(Stored entries)
--- Start ---

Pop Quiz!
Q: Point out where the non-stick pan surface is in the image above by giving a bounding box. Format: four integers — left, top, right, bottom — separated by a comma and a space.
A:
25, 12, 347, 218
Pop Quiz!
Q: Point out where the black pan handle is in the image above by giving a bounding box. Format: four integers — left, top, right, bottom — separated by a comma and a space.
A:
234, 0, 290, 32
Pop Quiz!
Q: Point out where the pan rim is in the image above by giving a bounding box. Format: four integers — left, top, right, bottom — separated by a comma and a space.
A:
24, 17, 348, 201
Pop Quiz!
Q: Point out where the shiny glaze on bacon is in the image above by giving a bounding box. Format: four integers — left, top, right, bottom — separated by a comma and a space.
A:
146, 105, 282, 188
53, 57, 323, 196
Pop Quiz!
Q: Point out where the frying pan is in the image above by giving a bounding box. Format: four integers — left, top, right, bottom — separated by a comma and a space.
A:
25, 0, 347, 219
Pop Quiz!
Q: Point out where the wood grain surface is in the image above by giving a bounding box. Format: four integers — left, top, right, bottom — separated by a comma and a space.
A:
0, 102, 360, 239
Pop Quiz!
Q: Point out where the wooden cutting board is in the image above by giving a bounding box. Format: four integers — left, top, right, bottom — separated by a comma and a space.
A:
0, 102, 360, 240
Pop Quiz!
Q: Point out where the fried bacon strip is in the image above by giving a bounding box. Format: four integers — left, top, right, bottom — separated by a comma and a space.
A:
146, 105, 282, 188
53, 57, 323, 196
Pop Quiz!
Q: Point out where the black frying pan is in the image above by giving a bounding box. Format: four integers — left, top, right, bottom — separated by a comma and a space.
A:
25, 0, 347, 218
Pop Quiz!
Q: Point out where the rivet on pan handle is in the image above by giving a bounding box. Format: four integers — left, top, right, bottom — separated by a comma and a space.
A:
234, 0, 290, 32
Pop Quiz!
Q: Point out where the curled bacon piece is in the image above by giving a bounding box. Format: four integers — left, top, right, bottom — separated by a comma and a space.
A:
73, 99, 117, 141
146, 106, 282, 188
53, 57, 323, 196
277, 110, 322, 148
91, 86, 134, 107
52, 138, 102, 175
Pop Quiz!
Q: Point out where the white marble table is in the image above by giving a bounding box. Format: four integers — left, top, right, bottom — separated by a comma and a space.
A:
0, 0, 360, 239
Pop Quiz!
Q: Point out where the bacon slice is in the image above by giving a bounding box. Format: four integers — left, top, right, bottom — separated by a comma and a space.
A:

--- End ---

Show each line from the rows above that contains the word "curled".

→ Output for this exercise
Q: Point out where the curled bacon piece is in the image above by giving a bounding box. Format: four integers — left, top, right, bottom — separated by a comma and a space.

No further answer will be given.